» **Set exercise**
Reproduce nothing but the closing run of lines: the line with "Indicate the woman wearing" and each line that follows it to the end of the data.

Extracted data entries
## begin
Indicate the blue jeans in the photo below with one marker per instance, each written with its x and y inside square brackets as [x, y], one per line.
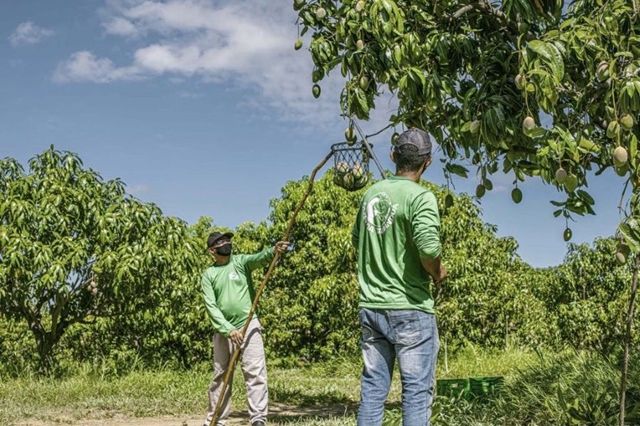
[411, 336]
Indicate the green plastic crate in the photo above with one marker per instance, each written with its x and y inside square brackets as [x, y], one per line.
[453, 387]
[484, 386]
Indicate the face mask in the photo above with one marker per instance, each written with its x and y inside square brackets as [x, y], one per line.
[224, 250]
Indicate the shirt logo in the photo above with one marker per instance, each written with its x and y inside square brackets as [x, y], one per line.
[379, 213]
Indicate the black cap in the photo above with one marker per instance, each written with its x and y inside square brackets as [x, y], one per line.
[215, 236]
[416, 137]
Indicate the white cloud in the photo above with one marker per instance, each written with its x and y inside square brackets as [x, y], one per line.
[29, 33]
[120, 26]
[84, 66]
[241, 43]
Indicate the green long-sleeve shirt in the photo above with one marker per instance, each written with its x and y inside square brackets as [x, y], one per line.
[397, 225]
[228, 290]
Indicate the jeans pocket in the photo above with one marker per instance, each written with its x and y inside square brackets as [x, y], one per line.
[408, 327]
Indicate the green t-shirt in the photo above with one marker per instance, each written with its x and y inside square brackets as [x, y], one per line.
[228, 290]
[397, 225]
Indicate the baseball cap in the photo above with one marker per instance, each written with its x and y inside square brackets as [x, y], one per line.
[215, 236]
[416, 137]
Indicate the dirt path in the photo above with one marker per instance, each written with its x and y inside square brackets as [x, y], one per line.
[278, 413]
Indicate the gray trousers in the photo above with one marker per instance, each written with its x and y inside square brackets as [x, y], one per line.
[254, 369]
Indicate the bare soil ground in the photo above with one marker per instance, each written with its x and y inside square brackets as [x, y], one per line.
[278, 413]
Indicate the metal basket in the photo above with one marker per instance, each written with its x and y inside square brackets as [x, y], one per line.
[350, 165]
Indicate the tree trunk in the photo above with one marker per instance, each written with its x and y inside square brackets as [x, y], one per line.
[45, 343]
[627, 340]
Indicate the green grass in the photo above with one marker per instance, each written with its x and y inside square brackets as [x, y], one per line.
[326, 394]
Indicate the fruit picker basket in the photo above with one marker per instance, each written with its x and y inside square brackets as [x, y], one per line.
[351, 165]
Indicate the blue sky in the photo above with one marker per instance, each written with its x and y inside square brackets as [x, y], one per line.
[204, 108]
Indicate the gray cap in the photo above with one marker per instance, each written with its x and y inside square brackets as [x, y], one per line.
[416, 137]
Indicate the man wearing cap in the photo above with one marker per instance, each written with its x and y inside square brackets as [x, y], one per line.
[228, 294]
[397, 236]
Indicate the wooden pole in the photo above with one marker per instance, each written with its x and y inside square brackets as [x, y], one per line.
[236, 354]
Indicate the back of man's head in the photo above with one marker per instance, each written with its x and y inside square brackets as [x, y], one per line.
[411, 150]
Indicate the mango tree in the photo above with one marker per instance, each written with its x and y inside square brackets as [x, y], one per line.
[533, 88]
[74, 247]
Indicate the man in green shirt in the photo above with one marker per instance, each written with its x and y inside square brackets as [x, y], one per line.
[228, 295]
[397, 236]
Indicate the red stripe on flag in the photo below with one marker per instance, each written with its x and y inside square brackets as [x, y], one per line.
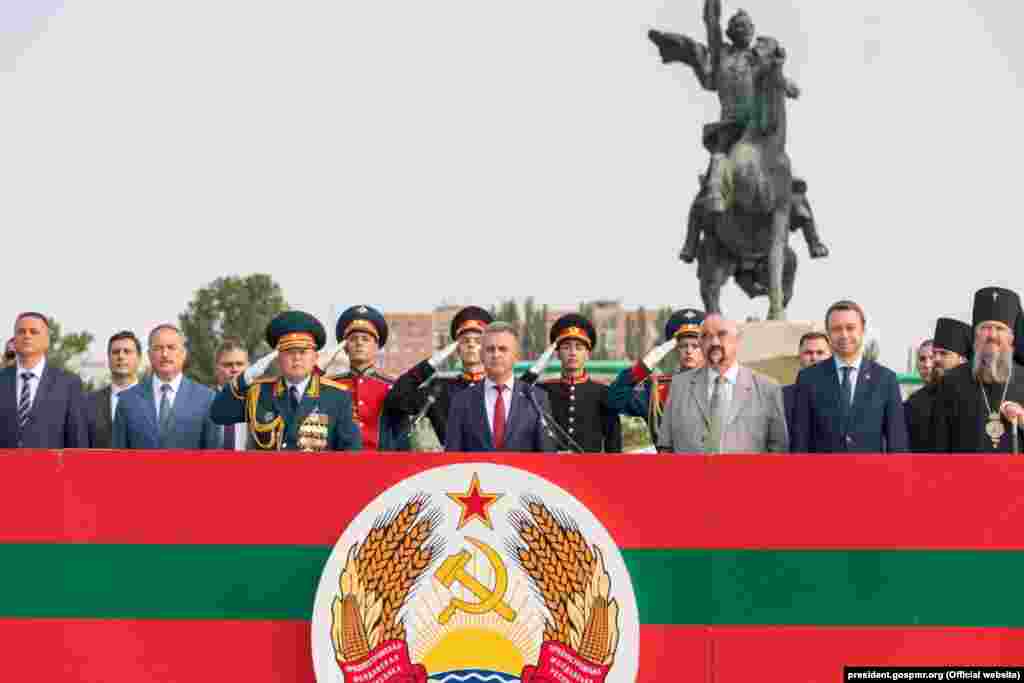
[129, 651]
[813, 654]
[843, 502]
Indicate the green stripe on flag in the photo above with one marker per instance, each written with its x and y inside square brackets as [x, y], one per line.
[674, 587]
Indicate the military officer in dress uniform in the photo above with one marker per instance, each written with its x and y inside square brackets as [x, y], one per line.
[949, 349]
[411, 402]
[363, 331]
[580, 404]
[979, 402]
[299, 411]
[631, 392]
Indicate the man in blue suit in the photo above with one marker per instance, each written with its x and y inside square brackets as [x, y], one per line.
[166, 410]
[499, 414]
[849, 403]
[814, 347]
[41, 407]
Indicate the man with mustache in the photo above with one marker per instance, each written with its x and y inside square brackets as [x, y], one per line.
[948, 349]
[639, 391]
[723, 408]
[980, 402]
[579, 403]
[851, 403]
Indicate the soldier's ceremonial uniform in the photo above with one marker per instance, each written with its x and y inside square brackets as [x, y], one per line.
[631, 392]
[967, 414]
[952, 336]
[370, 387]
[580, 404]
[407, 399]
[274, 421]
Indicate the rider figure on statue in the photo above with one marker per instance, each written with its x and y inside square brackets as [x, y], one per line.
[729, 70]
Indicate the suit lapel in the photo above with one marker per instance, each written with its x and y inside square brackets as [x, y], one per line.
[865, 383]
[45, 385]
[740, 393]
[481, 415]
[148, 408]
[8, 389]
[104, 408]
[698, 390]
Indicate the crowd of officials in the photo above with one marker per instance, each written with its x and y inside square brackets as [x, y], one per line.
[841, 401]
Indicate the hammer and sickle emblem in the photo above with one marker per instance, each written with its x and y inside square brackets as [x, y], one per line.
[454, 569]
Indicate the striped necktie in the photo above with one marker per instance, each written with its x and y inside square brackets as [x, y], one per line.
[25, 400]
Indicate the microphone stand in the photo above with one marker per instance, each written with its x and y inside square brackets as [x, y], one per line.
[550, 424]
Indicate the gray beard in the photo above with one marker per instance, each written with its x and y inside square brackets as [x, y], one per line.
[992, 368]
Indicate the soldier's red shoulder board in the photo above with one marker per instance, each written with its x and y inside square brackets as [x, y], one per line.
[343, 385]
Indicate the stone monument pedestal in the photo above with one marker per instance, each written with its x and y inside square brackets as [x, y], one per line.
[771, 347]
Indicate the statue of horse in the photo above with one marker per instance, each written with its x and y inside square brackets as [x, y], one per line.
[750, 241]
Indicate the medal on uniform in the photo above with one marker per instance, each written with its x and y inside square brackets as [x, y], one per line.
[993, 426]
[994, 429]
[312, 433]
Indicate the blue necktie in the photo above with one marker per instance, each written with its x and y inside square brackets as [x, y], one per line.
[846, 396]
[25, 401]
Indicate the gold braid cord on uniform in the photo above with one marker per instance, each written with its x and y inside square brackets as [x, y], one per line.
[275, 427]
[654, 408]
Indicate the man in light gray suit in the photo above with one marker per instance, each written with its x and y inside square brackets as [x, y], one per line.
[166, 410]
[723, 408]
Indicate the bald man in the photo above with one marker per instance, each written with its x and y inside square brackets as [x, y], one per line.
[723, 408]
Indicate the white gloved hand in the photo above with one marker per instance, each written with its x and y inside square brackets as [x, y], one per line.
[537, 370]
[440, 356]
[655, 354]
[256, 370]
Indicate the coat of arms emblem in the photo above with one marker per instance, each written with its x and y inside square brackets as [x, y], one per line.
[475, 573]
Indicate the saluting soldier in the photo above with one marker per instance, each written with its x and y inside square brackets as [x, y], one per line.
[949, 349]
[363, 331]
[410, 401]
[979, 402]
[631, 392]
[299, 411]
[579, 403]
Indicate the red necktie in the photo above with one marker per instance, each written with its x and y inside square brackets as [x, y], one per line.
[500, 417]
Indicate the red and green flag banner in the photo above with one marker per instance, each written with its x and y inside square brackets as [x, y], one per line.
[182, 566]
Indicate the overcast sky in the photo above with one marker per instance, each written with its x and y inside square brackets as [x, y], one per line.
[399, 153]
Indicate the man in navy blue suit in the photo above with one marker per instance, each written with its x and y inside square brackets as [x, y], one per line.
[849, 404]
[41, 407]
[166, 410]
[499, 414]
[814, 347]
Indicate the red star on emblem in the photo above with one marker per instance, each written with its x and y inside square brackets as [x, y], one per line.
[474, 504]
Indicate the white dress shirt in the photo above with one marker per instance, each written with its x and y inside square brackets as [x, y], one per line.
[300, 386]
[730, 383]
[158, 394]
[37, 372]
[854, 374]
[491, 398]
[114, 398]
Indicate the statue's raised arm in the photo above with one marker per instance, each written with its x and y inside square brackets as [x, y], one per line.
[704, 59]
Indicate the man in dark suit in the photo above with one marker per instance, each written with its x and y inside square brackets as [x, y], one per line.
[166, 410]
[41, 407]
[814, 347]
[499, 414]
[849, 404]
[123, 354]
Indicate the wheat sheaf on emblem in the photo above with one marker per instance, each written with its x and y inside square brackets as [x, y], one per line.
[379, 575]
[569, 575]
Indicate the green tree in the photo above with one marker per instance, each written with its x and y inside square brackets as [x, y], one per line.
[66, 348]
[231, 306]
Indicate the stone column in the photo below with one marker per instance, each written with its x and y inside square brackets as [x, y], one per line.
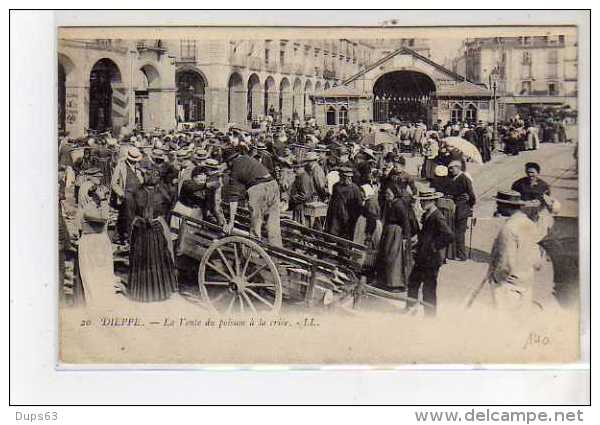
[216, 106]
[286, 106]
[160, 109]
[76, 110]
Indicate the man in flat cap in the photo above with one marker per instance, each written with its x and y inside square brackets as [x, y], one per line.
[515, 255]
[434, 236]
[251, 180]
[127, 179]
[344, 206]
[460, 188]
[531, 186]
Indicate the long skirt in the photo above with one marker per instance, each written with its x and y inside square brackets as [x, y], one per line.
[429, 168]
[394, 262]
[151, 267]
[96, 269]
[448, 209]
[370, 258]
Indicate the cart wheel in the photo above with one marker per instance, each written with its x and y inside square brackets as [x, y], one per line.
[236, 275]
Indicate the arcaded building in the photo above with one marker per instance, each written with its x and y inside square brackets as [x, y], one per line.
[114, 85]
[536, 70]
[122, 84]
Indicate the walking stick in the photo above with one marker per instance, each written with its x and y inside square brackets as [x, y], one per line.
[473, 223]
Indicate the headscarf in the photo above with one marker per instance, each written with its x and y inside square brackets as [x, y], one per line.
[87, 202]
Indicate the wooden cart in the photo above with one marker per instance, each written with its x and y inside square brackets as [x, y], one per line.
[240, 274]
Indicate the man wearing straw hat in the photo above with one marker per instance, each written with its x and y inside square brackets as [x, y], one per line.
[515, 254]
[126, 181]
[460, 188]
[434, 236]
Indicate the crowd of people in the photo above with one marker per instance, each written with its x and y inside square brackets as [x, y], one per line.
[412, 222]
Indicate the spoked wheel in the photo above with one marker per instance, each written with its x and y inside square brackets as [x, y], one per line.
[237, 276]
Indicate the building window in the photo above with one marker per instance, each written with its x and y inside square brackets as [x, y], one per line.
[457, 113]
[471, 113]
[188, 49]
[331, 115]
[343, 118]
[525, 87]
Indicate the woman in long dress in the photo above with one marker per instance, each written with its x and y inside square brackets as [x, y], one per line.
[446, 206]
[95, 261]
[152, 274]
[369, 226]
[394, 260]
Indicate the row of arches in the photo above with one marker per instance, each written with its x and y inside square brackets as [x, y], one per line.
[459, 113]
[268, 98]
[107, 97]
[247, 99]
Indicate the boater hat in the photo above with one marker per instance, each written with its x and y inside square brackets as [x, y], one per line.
[441, 171]
[134, 154]
[346, 171]
[510, 197]
[311, 156]
[429, 194]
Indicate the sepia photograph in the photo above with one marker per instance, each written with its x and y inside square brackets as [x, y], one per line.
[294, 195]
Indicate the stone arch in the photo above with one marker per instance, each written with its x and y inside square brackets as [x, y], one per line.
[236, 100]
[191, 95]
[308, 90]
[65, 78]
[331, 115]
[108, 98]
[254, 98]
[270, 91]
[152, 76]
[285, 99]
[297, 101]
[403, 94]
[457, 112]
[471, 112]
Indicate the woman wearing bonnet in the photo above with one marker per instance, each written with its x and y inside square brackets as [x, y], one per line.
[95, 260]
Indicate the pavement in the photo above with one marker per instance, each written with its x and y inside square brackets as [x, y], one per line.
[457, 279]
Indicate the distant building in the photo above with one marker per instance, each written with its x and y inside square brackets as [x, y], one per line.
[536, 70]
[404, 86]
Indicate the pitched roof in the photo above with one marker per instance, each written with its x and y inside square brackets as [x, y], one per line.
[340, 91]
[405, 50]
[464, 89]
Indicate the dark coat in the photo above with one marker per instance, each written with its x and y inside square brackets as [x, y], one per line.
[344, 209]
[460, 189]
[433, 236]
[531, 192]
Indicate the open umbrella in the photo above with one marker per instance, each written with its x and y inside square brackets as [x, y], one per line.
[378, 138]
[467, 148]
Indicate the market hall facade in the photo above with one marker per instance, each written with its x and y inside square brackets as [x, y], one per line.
[125, 84]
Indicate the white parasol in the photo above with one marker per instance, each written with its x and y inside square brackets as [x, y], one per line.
## end
» **Right answer**
Indicate the woman wearing bonnet in the photo above with one marker per instance, each written with its x and y inside square brackets as [x, y], one per line.
[95, 260]
Indicate the pavement in the photo above with one marker per instance, each written with its x and y inside square brackets as [x, y], one per line.
[457, 279]
Indicate the distant building in the photo above with one marker per instance, each written with its x and y inside square brackets as [x, y], one per line.
[536, 70]
[404, 86]
Indicate the pitched roof in the photo above with one marker per instance, each written with its x and y inside square brackets as [x, y], one per line.
[340, 91]
[405, 50]
[464, 89]
Indicate the dark coat in the photo above with one marker per instance, each written with its x and y inside square brackets as [x, y], one per line.
[344, 209]
[460, 189]
[433, 236]
[531, 192]
Indicate the open umbrella in the photo above with one marker per instance, each written with its x and y inside square brackets as [x, y], one per line.
[378, 138]
[467, 148]
Indicate the market hall facade in the photo above with one marker per instance, each written with its x and y inside square brackets as [x, y], one per line.
[125, 84]
Indicate the white parasol in the photo above with one marker per instance, each written with its x and y inside square brackets as [x, y], one per line.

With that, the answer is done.